■ **Extract to read**
= = = =
1) Is the Bible historically and factually accurate in its original text?

2) Is the text we have today an accurate transcription of the original text?

3) Was the original text inspired by God?

      The next few pages will provide some answers for the first question: the historical accuracy of the Bible, as it relates to the New Testament.

      It is true that there is not historical and/or archaeological evidence to back up every fact stated in the Bible. However, it is also true that, despite countless attempts to prove the Bible false in every age since the beginning of recorded history, no one has ever been able to prove that there is one historical or factual mistake in the Bible. This is in itself a very powerful argument in favor of Biblical truth. If many events in the Bible can be proved to be accurately recorded, and none can be proved to be inaccurate, then does it not stand to reason that we must give credibility to those areas for which we have no proof?

      In order to establish that credibility, we must show what proof we do have. All these issues can be explored in more depth, but a basic defense for the reliability of the New Testament follows, including support for the New Testament from writings other than the Bible (both Christian and non-Christian), support from archaeology, and a thorough look at how the integrity of the original Scriptures has been maintained through the centuries.

History and the New Testament

      Many critics argue that the New Testament documents are unreliable since they were written by Jesus' disciples and supported by other Christians. They claim that there is no confirmation of Jesus or New Testament events in non-Christian sources. This claim is false, and the objection itself is ill-founded. We will examine eyewitness accounts and also non-Christian confirmation of Jesus' life, death, and resurrection.

Eyewitness Accounts in the New Testament

      Critics often reject the authority of the Bible because it was written by people who were close to Jesus. To reject records because they come from eyewitnesses is a false premise. Those who witness an event and know the people involved personally are considered the best sources. This applies to firsthand accounts of battles, crimes, or anything else. New Testament witnesses should not be disqualified simply because they were close to the events they related.

"Suppose there were four eyewitnesses to a murder. There was also one witness who arrived on the scene after the actual killing and saw only the victim's body. Another person heard a secondhand report of the killing. In the trial the defense attorney argues: 'Other than the four eyewitnesses, this is a weak case, and the charges should be dismissed for lack of evidence.' ... Since the New Testament witnesses were the only eyewitness and contemporary testimonies to Jesus, it is a fallacy to misdirect attention to the non-Christian secular sources."

Norman Geisler, Baker Encyclopedia of Christian Apologetics

      The New Testament authors repeatedly claim to have been eyewitnesses, and also reinforce that their listeners, too, have seen and heard these things.

"We did not follow cleverly invented stories when we told you about the power and coming of our Lord Jesus Christ, but we were eyewitnesses of his majesty."
= = = =
■ **Excerpts of pointing data**
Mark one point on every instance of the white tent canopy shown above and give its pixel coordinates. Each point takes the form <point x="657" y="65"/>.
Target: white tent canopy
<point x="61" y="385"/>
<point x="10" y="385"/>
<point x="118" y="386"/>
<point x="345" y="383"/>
= = = =
■ **Given problem 1**
In the passage on the New Testament's reliability, what do critics claim about non-Christian sources?
■ **Given problem 2**
List the numbered questions posed at the start of the passage on the New Testament's reliability.
■ **Given problem 3**
Write the next part of the passage on the New Testament's reliability, beginning after its final sentence.

■ **Response 1**
They claim that non-Christian sources contain no confirmation of Jesus or of New Testament events.

■ **Response 2**
1) Is the Bible historically and factually accurate in its original text?
2) Is the text we have today an accurate transcription of the original text?
3) Was the original text inspired by God?

■ **Response 3**
2 Peter 1:16

"That which was from the beginning, which we have heard, which we have seen with our eyes, which we have looked at and our hands have touched-this we proclaim concerning the word of life. The life appeared; we have seen it and testify to it, and we proclaim to you the eternal life, which was with the Father and has appeared to us. We proclaim to you what we have seen and heard, so that you also may have fellowship with us. And our fellowship is with the Father and with his Son, Jesus Christ."

1 John 1:1-3

"Many have undertaken to draw up an account of the things that have been fulfilled among us, just as they were handed down to us by those who from the first were eyewitnesses and servants of the word. Therefore, since I myself have carefully investigated everything from the beginning, it seemed good also to me to write an orderly account for you, most excellent Theophilus, so that you may know the certainty of the things you have been taught."

Luke 1:1-3

"In my former book, Theophilus, I wrote about all that Jesus began to do and to teach until the day he was taken up to heaven, after giving instructions through the Holy Spirit to the apostles he had chosen. After suffering, he showed himself to these men and gave many convincing proofs that he was alive. He appeared to them over a period of forty days and spoke about the kingdom of God."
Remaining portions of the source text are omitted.